• _Objetivos_
#1 Reproduce el pasaje extraído completo, tal cual aparece, sin alterar nada.
#2 Expresa como una tabla Markdown, con las columnas "Número" y "Línea", las líneas de los registros desde la que contiene "Indicate every instance of the red flag" hasta el final de los registros, ambos extremos incluidos. Omite las líneas en blanco.

Aunque me llevó mucho tiempo reconocerlo, la evidencia era bastante obvia. Bebía diariamente, y sabía que tenía un problema grande. Una noche, al salir a cenar con mi marido, me fui tambaleando hasta el coche, y le dije, “Tengo que ir a un centro de tratamiento.” Se dispuso todo para que así lo hiciera. No recuerdo mucho lo que pasó. Sólo sabía que tenía que ir.

Dada de alta del centro, volví a asistir a las reuniones de A.A., pero tenía todavía la sensación de no pertenecer. Me decía que todos me estaban mirando a mí, una viejecita tan amable. Me sentía muy desgraciada; no sabían nada de mí, porque no estaba dispuesta a decirles nada. Yo era una sabelotodo que iba alejándose poco a poco. No pasó mucho tiempo antes de que tomara una copa.

Me llevó tiempo entender que tendría que dar si quería sobrevivir en el programa. Me es importante no sentarme con los brazos cruzados, sino hacer algo —y el trabajo de servicio de Alcohólicos Anónimos me da esta oportunidad—. A través del servicio, he conocido a mucha gente maravillosa. Mis nietos saben que soy una alcohólica y procuran que su abuelita tenga su refresco o su agua con hielo. Al principio, me preocupaba que lo supieran, hasta que me di cuenta de que yo no quería ser una madre o una abuela borracha. Ahora soy bisabuela, y de alguna forma ser una bisabuela borracha habría sido peor.

• _Información mostrada_
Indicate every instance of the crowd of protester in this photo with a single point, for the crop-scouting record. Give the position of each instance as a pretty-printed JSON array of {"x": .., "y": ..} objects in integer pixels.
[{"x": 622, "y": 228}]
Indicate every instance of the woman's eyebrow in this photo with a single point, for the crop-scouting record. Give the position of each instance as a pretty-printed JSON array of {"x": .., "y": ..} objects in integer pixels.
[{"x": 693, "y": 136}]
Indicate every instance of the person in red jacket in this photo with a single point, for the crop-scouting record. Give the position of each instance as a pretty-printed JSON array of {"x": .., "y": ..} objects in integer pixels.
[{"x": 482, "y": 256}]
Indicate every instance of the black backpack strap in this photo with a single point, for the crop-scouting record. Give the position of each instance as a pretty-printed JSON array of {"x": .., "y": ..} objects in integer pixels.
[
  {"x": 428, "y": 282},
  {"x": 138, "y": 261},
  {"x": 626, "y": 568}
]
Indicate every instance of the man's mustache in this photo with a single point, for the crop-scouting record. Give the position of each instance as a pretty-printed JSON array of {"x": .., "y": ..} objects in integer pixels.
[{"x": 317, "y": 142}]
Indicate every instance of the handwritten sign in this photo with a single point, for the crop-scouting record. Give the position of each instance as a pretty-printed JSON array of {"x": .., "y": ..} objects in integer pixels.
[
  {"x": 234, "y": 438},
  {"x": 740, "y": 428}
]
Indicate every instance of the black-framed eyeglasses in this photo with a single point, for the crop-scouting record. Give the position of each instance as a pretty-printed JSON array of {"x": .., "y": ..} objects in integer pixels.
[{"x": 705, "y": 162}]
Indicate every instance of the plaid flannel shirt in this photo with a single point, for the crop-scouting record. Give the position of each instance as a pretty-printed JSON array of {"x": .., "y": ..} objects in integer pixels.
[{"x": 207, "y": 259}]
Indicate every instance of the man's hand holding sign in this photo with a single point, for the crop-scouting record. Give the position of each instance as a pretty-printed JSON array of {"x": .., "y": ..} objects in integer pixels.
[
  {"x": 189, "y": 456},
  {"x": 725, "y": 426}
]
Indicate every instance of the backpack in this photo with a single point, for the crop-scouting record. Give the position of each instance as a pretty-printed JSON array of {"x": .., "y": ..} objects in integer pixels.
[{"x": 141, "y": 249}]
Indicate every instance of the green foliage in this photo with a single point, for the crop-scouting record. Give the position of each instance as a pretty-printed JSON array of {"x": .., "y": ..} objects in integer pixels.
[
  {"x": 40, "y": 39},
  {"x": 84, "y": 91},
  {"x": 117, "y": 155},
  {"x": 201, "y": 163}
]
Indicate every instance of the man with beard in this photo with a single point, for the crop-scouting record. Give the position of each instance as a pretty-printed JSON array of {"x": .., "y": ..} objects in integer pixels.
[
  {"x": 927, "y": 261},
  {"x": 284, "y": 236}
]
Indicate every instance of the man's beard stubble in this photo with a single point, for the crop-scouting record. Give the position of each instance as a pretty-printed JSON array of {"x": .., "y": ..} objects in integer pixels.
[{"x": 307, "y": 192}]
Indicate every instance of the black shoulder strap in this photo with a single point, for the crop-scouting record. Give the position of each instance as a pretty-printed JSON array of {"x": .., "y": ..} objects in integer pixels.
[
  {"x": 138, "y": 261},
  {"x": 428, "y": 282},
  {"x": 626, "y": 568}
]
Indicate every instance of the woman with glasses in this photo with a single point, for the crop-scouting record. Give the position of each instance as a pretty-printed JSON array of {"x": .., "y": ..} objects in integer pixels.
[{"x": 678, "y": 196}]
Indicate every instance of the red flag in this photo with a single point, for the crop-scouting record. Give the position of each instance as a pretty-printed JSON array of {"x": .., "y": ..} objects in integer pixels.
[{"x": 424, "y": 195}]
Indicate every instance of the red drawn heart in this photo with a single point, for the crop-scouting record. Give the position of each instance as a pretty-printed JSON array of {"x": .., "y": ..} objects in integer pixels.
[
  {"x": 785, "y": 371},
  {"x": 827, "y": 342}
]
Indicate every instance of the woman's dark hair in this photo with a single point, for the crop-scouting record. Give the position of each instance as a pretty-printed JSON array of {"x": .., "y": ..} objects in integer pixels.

• _En respuesta_
#1
Aunque me llevó mucho tiempo reconocerlo, la evidencia era bastante obvia. Bebía diariamente, y sabía que tenía un problema grande. Una noche, al salir a cenar con mi marido, me fui tambaleando hasta el coche, y le dije, “Tengo que ir a un centro de tratamiento.” Se dispuso todo para que así lo hiciera. No recuerdo mucho lo que pasó. Sólo sabía que tenía que ir.

Dada de alta del centro, volví a asistir a las reuniones de A.A., pero tenía todavía la sensación de no pertenecer. Me decía que todos me estaban mirando a mí, una viejecita tan amable. Me sentía muy desgraciada; no sabían nada de mí, porque no estaba dispuesta a decirles nada. Yo era una sabelotodo que iba alejándose poco a poco. No pasó mucho tiempo antes de que tomara una copa.

Me llevó tiempo entender que tendría que dar si quería sobrevivir en el programa. Me es importante no sentarme con los brazos cruzados, sino hacer algo —y el trabajo de servicio de Alcohólicos Anónimos me da esta oportunidad—. A través del servicio, he conocido a mucha gente maravillosa. Mis nietos saben que soy una alcohólica y procuran que su abuelita tenga su refresco o su agua con hielo. Al principio, me preocupaba que lo supieran, hasta que me di cuenta de que yo no quería ser una madre o una abuela borracha. Ahora soy bisabuela, y de alguna forma ser una bisabuela borracha habría sido peor.

#2
| Número | Línea |
|---|---|
| 1 | Indicate every instance of the red flag in this photo with a single point, for the crop-scouting record. Give the position of each instance as a pretty-printed JSON array of {"x": .., "y": ..} objects in integer pixels. |
| 2 | [{"x": 424, "y": 195}] |
| 3 | Indicate every instance of the red drawn heart in this photo with a single point, for the crop-scouting record. Give the position of each instance as a pretty-printed JSON array of {"x": .., "y": ..} objects in integer pixels. |
| 4 | [ |
| 5 |   {"x": 785, "y": 371}, |
| 6 |   {"x": 827, "y": 342} |
| 7 | ] |
| 8 | Indicate every instance of the woman's dark hair in this photo with a single point, for the crop-scouting record. Give the position of each instance as a pretty-printed JSON array of {"x": .., "y": ..} objects in integer pixels. |